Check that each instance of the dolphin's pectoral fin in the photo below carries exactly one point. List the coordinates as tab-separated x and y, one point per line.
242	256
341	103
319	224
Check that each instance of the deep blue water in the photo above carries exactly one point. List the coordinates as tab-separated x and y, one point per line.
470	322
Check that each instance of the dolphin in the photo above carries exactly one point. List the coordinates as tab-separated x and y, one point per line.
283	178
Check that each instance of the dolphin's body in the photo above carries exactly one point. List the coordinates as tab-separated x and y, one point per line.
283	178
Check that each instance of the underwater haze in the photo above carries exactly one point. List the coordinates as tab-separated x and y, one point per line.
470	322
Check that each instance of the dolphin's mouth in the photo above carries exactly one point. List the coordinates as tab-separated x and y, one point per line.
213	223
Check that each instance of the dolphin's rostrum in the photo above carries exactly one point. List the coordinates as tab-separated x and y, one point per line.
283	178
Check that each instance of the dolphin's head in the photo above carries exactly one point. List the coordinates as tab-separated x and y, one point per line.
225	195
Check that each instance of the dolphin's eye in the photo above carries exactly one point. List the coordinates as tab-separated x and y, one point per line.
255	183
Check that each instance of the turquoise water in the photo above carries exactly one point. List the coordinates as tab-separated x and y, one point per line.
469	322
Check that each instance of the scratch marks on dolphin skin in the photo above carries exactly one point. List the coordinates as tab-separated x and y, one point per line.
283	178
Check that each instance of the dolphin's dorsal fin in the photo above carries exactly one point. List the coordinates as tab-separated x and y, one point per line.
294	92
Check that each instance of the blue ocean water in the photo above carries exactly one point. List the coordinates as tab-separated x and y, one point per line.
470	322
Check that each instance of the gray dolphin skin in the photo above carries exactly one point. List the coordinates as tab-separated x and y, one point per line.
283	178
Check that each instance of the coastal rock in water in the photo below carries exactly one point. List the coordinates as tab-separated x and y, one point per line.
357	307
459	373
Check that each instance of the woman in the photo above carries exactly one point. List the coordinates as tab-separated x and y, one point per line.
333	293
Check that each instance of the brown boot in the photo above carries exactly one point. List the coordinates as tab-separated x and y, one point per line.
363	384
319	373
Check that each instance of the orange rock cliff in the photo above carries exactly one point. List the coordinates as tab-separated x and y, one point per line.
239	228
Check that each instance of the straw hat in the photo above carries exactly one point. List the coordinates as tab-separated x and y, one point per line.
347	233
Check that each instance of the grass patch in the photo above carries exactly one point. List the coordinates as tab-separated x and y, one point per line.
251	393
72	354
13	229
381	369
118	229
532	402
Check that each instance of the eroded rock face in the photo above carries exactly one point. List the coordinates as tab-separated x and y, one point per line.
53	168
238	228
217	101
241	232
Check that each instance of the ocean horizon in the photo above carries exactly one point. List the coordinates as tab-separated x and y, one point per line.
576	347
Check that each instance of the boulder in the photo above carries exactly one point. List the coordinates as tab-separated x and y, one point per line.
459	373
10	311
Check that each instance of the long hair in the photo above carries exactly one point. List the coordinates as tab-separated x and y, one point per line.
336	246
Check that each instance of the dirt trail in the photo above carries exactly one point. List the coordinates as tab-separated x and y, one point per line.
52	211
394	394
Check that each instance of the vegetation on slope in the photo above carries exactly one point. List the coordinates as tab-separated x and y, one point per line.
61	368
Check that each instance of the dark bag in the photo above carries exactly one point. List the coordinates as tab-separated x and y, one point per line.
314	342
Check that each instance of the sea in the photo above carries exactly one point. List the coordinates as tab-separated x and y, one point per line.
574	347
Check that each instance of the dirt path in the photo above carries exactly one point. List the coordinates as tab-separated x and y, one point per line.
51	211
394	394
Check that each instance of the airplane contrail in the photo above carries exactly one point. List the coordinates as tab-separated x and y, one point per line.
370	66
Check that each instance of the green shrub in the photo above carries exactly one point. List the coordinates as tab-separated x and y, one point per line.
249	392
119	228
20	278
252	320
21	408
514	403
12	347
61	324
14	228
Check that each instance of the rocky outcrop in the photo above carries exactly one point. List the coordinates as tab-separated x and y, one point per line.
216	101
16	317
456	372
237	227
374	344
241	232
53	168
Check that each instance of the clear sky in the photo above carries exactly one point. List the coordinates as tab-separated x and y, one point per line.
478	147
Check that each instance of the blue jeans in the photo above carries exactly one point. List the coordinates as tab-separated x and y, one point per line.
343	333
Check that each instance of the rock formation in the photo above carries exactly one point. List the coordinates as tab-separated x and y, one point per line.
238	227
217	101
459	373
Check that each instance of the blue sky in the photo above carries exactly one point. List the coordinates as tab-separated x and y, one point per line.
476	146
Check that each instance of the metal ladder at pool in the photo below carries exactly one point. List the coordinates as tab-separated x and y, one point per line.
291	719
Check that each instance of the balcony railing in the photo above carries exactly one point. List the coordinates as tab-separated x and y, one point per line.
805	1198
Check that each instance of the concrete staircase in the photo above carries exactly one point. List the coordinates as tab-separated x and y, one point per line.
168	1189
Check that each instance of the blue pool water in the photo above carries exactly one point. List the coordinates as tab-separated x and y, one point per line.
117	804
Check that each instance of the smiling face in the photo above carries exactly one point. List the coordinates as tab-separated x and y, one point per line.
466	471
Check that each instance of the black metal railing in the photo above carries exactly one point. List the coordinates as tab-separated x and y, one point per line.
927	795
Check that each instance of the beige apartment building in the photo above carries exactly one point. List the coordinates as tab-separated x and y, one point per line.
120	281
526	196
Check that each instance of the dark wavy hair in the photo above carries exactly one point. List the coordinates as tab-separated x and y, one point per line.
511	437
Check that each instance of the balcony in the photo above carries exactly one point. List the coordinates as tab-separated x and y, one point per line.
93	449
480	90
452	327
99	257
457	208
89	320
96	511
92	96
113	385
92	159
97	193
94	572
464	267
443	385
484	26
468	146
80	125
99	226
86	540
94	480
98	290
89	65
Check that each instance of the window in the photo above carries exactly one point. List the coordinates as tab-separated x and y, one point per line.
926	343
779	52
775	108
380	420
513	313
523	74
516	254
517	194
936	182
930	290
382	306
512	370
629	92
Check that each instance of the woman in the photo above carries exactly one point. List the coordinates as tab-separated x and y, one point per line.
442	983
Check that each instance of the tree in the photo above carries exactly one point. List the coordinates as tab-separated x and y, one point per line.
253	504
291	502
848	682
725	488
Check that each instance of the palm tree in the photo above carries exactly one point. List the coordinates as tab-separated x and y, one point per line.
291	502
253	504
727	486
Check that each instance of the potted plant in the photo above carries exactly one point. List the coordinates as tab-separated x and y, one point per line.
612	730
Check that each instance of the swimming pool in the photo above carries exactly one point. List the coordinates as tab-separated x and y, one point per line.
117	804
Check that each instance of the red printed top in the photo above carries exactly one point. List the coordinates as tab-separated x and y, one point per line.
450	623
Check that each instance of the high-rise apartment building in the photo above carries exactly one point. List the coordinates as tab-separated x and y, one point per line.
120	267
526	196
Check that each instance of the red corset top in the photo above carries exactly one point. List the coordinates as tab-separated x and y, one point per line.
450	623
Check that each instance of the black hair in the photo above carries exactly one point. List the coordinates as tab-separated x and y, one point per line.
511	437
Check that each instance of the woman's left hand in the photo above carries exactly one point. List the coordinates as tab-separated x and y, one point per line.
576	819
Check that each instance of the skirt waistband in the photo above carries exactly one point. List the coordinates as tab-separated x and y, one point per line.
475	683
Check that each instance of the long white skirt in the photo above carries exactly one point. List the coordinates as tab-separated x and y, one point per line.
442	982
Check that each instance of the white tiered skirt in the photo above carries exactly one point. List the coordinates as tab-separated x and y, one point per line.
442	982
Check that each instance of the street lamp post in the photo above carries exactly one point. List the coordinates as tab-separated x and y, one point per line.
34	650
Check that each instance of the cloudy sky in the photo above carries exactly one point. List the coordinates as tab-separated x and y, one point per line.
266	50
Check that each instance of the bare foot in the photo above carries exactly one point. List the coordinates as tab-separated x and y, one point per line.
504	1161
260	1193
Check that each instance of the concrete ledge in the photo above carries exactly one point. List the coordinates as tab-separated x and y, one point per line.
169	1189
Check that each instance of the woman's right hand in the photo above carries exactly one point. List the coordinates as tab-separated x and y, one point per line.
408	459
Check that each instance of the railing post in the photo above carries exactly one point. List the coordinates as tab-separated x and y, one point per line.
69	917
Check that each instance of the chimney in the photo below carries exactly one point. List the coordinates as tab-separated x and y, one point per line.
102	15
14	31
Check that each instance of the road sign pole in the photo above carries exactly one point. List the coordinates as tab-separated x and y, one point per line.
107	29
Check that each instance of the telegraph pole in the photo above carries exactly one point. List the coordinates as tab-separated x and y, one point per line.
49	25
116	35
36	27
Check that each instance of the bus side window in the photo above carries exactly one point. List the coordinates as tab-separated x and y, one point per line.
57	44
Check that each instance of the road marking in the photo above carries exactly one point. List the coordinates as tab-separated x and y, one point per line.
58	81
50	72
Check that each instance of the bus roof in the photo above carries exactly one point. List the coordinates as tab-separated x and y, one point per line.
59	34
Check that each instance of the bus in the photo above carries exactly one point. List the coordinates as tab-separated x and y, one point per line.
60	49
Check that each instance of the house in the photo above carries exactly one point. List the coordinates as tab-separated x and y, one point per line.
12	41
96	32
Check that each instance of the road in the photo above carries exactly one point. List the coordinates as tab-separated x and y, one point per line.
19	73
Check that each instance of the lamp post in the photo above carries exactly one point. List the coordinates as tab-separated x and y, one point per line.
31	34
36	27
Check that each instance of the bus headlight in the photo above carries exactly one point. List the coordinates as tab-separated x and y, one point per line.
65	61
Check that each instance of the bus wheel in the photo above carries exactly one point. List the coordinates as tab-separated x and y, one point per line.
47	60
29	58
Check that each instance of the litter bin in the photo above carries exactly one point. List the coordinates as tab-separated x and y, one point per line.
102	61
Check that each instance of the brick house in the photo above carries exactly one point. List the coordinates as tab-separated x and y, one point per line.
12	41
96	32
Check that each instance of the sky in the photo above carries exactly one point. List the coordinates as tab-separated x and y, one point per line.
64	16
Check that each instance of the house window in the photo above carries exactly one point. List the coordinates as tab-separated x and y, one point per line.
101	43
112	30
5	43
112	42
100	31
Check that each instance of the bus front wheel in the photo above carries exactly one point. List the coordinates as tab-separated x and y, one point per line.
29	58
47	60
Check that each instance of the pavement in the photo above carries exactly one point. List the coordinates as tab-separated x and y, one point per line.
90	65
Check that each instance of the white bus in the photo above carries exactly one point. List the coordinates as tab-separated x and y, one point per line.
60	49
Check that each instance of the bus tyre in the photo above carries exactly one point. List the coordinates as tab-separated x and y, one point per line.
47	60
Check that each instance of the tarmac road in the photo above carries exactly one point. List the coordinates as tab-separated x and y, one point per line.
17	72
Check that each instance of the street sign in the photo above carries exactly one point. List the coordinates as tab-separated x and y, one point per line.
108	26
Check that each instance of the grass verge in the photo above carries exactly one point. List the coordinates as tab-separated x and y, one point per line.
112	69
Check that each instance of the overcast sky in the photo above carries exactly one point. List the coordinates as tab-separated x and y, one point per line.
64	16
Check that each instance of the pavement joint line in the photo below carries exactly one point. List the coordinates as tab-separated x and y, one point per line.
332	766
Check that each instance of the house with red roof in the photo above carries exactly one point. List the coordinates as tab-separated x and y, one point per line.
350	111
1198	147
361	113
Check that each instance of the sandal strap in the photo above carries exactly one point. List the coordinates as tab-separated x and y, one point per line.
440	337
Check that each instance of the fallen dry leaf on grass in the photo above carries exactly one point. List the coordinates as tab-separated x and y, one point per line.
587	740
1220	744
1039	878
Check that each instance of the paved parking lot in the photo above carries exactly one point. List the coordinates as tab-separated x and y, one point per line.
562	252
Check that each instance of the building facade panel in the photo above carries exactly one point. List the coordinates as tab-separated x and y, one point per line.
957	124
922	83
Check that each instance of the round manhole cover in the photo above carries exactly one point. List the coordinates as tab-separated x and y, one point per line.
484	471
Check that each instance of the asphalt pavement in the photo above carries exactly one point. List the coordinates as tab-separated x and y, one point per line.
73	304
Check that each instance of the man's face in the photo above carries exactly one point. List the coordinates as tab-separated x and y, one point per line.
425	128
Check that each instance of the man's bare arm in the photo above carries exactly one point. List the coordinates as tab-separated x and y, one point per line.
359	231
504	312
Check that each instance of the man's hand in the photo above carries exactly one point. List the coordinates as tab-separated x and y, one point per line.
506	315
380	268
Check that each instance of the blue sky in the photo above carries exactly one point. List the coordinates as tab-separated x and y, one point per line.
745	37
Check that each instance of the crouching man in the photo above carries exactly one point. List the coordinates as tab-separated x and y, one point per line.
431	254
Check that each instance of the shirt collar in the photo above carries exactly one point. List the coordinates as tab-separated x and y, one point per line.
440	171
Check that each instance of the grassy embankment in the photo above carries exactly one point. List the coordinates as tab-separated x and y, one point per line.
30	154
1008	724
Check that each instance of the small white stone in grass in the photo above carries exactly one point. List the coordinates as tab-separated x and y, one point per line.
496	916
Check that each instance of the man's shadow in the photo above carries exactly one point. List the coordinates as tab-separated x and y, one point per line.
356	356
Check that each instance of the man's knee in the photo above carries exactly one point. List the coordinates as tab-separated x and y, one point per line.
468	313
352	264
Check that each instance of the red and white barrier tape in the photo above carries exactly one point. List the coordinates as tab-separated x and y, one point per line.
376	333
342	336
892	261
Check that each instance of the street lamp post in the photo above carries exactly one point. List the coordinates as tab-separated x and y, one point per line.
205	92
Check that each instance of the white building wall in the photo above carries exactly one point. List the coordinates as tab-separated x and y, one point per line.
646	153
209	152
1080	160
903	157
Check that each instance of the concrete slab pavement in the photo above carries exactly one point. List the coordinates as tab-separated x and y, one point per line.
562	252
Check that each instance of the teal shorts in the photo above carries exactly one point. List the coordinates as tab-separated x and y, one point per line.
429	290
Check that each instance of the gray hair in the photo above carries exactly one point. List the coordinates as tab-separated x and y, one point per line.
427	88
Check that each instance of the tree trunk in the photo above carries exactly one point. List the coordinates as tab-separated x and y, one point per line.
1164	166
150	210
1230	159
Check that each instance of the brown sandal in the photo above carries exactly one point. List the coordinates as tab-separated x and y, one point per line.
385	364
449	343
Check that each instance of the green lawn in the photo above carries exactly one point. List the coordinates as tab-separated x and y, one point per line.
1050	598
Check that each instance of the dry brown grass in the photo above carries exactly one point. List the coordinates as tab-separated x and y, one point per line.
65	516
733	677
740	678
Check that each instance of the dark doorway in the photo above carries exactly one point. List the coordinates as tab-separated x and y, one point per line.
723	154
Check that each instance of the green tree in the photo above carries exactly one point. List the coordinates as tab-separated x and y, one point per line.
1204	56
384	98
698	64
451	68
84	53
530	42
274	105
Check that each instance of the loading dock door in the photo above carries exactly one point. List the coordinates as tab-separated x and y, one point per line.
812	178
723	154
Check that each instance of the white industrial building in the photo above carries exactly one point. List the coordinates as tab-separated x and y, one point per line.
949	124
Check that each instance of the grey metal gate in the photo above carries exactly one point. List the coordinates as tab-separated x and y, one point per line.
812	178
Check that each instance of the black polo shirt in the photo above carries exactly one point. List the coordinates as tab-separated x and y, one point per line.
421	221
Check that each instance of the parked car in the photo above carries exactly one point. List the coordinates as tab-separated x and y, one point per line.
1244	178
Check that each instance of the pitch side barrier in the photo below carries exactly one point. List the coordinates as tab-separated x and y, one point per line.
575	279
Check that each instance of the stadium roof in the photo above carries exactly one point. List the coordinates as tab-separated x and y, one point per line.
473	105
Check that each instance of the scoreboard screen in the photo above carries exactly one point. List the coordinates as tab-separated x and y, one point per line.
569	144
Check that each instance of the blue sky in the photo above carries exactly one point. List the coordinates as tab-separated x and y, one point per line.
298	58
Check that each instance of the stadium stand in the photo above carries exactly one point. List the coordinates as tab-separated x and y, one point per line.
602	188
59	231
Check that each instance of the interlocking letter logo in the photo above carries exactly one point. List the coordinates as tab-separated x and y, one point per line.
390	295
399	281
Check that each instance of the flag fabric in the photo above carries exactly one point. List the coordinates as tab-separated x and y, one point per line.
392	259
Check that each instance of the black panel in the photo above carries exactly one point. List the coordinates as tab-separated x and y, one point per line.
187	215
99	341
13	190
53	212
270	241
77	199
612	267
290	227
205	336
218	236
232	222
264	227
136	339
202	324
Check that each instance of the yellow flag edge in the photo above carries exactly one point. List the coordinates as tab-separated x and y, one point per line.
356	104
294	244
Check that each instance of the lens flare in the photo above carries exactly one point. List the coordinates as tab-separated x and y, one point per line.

================================

#### TASK BRIEF:
Can you reproduce the entries word for word, starting at the line that contains "Check that each instance of the stadium stand" and ending at the last line of the entries?

#### FINAL ANSWER:
Check that each instance of the stadium stand in the photo above carries exactly one point. List the coordinates as tab-separated x and y, one point per line.
602	188
59	231
Check that each instance of the interlocking letter logo in the photo above carries exactly one point. List the coordinates as tab-separated x and y, one point per line.
390	295
399	281
Check that each instance of the flag fabric in the photo above carries exactly one point. List the coordinates as tab-separated x and y, one point per line.
392	259
Check that each instance of the black panel in the photo above carries exactly one point. List the coordinates as tab-separated x and y, one point per line.
187	215
99	341
13	190
53	212
270	241
77	199
612	267
290	227
205	336
218	236
232	222
264	227
136	339
202	324
Check that each instance of the yellow flag edge in the photo above carries exactly one point. List the coordinates as tab-separated x and y, one point per line.
356	104
294	244
Check that each instance of the lens flare in the photo above carries exactly one point. List the coordinates as tab-separated x and y, one point per line.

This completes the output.